• TASK PROMPT: Please write out the complete listing that follows, exactly as it reads.

Excerpts of location labeling data
# # # #

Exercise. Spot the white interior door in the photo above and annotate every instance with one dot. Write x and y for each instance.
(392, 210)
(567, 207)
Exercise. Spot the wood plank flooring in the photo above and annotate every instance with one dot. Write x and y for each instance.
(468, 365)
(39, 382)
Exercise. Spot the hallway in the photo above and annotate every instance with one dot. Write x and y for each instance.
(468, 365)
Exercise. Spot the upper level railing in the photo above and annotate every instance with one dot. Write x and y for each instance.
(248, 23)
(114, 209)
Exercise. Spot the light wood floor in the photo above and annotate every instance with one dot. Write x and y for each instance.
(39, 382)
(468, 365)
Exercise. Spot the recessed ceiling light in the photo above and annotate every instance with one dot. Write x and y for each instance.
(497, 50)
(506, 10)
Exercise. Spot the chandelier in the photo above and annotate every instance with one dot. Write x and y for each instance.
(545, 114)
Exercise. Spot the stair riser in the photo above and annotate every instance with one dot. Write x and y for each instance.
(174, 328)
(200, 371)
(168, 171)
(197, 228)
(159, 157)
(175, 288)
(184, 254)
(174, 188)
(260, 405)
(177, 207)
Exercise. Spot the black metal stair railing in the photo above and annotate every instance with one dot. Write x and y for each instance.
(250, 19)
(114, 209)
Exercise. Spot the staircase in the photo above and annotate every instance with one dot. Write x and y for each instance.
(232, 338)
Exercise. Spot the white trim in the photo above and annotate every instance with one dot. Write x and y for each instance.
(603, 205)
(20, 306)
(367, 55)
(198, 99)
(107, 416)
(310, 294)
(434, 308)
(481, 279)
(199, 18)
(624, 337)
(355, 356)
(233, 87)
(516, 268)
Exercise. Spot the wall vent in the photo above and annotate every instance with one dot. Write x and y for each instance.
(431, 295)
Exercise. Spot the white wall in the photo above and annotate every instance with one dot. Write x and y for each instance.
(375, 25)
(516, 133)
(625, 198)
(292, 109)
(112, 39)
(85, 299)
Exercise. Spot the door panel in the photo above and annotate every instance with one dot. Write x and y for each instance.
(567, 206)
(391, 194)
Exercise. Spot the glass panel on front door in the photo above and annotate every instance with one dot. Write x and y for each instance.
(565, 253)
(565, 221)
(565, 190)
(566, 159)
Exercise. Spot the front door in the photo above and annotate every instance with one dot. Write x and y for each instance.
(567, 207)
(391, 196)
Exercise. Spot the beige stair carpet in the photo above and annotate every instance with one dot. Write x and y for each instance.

# # # #

• FINISHED TASK:
Exercise. Spot the white interior door in the photo above and annotate every instance with one dot. Write x and y for each instance.
(392, 210)
(567, 207)
Exercise. Spot the wood plank flooring in the photo above and annotate every instance with one dot. Write x and y for each instance.
(468, 365)
(39, 382)
Exercise. Spot the hallway in the photo above and annotate every instance with one dot. Write x and y for each instance.
(468, 365)
Exercise. Spot the upper level railing in the photo above and annotate every instance with one dot. Write x and y for each instance.
(248, 23)
(114, 209)
Exercise. Spot the light wood floor in the photo above and annotate every instance with one dot. Write x and y for each instance.
(39, 382)
(468, 365)
Exercise. Spot the recessed ceiling light in the photo above and annotate every instance with one dot. Write x and y for each instance.
(497, 50)
(506, 10)
Exercise. Spot the chandelier in the photo above and annotate every instance with one dot. Write x and y for each instance.
(545, 114)
Exercise. Spot the stair riser in the photo above and annotate every instance with one dot. Write x and y for each instance.
(174, 328)
(200, 371)
(168, 171)
(197, 228)
(159, 157)
(175, 288)
(184, 254)
(174, 188)
(260, 405)
(177, 207)
Exercise. Spot the black metal stair railing in the photo above and annotate every instance with one dot. Write x and y for each instance.
(250, 19)
(114, 209)
Exercise. Spot the staircase in the photo above and annotate every instance with one dot. Write x and y for each instance.
(232, 338)
Exercise. Spot the white trim in the photo above and annotate every instance with one dot. Write x and y for each instance.
(603, 205)
(20, 306)
(367, 55)
(198, 99)
(107, 416)
(310, 294)
(434, 308)
(481, 279)
(199, 18)
(624, 337)
(355, 356)
(233, 87)
(516, 268)
Exercise. Spot the wall vent in the photo above and annotate every instance with one dot. Write x and y for each instance.
(431, 295)
Exercise. Spot the white wall in the photo above and annotate every instance with one dot. Write x and y for each instance.
(375, 25)
(516, 133)
(625, 198)
(292, 109)
(112, 39)
(85, 299)
Exercise. Spot the door panel in the photo above and annotate every instance with one dot. Write x and y for each instance.
(567, 206)
(391, 194)
Exercise. Spot the glass panel on front door in the photo above and annotate every instance with one dot. Write x and y for each instance.
(565, 253)
(565, 221)
(565, 190)
(566, 159)
Exercise. Spot the front door in the photo above and annotate every instance with one dot. Write x and y for each instance.
(567, 207)
(391, 196)
Exercise. Spot the beige stair carpet in the photo above and annotate every instance with one dot. Write x and y for each instance.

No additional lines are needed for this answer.